### WHAT NEEDS TO BE DONE
Report all lines in the records that hold the string "wall".

Referring expression pointing data:
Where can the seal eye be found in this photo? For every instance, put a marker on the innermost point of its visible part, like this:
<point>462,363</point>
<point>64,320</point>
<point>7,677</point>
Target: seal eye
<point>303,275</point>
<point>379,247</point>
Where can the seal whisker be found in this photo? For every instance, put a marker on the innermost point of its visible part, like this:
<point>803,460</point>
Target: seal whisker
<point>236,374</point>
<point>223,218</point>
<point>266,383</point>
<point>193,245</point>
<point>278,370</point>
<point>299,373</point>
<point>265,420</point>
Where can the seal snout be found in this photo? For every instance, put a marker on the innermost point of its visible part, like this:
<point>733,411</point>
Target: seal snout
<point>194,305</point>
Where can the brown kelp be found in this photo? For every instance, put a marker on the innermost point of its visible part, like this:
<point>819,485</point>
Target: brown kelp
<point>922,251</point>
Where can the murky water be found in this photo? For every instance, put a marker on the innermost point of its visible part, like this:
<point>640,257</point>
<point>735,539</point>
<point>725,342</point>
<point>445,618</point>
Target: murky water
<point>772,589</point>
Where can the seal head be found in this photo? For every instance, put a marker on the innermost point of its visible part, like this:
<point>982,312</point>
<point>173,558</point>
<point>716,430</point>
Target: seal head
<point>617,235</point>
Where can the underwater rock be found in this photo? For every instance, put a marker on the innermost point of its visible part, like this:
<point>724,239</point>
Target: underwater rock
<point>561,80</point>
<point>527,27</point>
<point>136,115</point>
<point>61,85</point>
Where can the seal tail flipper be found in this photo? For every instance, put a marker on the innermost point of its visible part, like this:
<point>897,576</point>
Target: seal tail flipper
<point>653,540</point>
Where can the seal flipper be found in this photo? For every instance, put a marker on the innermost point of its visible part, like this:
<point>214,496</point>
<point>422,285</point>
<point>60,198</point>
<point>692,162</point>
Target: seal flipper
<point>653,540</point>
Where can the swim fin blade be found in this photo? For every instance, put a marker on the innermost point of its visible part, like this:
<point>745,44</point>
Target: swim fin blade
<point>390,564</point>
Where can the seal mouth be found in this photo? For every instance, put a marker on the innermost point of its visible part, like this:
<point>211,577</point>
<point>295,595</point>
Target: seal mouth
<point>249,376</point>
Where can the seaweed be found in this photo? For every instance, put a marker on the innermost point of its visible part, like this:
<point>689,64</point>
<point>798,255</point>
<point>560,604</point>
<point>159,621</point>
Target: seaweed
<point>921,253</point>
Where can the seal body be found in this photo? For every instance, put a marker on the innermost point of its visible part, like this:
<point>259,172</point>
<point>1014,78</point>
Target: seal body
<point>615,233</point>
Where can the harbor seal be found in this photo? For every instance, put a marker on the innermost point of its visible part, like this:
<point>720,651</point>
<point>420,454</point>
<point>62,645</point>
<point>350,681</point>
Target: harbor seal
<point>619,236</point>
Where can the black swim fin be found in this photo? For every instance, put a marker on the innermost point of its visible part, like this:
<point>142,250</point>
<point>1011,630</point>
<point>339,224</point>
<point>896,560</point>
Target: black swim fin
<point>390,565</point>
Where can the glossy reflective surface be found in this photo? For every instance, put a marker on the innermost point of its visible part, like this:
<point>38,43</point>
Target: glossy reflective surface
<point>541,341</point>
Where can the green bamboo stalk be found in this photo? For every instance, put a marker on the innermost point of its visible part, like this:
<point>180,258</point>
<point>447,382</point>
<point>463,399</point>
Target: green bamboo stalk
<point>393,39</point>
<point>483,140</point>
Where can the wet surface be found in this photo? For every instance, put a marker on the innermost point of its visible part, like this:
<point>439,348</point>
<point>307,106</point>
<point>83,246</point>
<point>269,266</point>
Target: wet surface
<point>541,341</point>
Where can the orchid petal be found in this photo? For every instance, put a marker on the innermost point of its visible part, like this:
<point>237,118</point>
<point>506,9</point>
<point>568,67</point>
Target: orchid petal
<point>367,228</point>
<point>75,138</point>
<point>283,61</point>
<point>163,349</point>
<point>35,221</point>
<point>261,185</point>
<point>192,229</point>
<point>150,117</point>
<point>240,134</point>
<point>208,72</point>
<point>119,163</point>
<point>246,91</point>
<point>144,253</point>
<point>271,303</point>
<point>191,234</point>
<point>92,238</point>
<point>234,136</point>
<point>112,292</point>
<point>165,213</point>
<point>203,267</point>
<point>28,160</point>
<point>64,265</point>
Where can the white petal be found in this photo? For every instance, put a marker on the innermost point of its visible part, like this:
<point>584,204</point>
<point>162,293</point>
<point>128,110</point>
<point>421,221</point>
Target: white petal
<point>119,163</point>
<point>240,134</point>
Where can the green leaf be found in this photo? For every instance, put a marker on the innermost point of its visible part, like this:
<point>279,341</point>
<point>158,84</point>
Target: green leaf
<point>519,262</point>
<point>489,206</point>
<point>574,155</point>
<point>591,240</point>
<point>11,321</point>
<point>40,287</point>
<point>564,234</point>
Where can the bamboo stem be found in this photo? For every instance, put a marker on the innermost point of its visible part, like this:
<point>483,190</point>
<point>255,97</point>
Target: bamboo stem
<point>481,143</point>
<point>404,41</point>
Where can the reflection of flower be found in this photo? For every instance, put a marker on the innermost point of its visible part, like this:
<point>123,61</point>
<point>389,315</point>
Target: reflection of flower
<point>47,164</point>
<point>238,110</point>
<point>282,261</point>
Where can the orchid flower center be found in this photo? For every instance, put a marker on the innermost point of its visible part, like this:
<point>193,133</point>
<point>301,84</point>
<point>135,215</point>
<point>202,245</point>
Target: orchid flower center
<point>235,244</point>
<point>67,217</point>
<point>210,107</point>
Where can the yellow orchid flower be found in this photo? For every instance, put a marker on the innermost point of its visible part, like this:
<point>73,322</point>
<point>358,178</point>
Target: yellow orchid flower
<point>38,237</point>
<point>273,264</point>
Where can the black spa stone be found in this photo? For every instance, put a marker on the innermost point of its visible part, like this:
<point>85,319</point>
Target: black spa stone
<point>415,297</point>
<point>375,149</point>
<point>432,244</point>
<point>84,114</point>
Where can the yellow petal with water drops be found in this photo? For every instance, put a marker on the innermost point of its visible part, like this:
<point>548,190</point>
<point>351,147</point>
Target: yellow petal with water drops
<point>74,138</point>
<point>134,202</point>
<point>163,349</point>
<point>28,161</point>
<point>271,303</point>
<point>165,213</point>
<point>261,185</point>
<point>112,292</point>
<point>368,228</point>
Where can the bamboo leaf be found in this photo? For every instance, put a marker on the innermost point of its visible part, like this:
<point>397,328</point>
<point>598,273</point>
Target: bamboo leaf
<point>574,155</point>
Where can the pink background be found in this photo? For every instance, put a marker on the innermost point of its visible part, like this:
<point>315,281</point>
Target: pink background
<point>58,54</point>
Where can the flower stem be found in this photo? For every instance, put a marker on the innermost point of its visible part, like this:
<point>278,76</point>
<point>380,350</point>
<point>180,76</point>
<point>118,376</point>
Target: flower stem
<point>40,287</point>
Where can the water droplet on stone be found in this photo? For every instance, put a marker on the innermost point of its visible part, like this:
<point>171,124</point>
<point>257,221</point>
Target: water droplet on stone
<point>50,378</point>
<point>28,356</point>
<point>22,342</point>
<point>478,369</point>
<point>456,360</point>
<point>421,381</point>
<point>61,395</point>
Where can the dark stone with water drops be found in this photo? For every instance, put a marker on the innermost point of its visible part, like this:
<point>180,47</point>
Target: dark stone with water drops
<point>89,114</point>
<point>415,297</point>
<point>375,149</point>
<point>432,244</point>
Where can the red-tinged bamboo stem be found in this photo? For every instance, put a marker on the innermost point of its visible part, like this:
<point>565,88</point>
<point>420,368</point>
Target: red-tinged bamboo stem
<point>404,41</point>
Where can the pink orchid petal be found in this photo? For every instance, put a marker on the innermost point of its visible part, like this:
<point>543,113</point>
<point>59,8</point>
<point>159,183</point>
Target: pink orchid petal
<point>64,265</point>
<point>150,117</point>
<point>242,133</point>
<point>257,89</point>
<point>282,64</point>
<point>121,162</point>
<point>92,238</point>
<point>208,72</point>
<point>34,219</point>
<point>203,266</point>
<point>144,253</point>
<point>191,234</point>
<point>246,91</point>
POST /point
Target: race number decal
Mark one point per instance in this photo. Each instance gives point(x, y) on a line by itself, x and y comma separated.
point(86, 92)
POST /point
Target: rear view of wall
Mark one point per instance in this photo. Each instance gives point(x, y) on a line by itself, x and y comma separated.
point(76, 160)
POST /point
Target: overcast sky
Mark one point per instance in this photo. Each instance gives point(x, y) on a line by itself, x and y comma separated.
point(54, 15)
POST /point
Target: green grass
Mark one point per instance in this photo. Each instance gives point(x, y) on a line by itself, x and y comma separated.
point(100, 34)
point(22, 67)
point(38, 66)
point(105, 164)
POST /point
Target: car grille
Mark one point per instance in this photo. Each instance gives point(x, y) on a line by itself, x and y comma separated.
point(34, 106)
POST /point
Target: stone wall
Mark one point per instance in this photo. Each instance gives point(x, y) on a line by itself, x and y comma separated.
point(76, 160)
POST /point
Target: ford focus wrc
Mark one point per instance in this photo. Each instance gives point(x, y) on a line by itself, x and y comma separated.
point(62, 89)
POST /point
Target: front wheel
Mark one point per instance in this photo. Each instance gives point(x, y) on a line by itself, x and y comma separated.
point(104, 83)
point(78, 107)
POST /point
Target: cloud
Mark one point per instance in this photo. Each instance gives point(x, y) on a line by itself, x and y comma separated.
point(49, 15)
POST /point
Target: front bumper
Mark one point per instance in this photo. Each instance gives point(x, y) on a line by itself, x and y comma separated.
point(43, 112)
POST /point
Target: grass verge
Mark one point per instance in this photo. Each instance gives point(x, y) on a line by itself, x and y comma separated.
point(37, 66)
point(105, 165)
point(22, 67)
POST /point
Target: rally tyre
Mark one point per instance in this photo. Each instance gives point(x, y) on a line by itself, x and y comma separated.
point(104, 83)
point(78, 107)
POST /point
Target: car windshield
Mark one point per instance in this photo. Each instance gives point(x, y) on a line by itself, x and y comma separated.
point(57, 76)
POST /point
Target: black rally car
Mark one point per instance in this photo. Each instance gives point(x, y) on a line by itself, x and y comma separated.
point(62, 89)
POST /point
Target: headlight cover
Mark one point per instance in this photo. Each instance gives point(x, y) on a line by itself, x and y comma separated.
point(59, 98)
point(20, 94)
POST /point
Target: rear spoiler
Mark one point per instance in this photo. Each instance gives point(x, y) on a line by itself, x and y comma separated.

### EXERCISE RESPONSE
Target: rear view of wall
Target: stone wall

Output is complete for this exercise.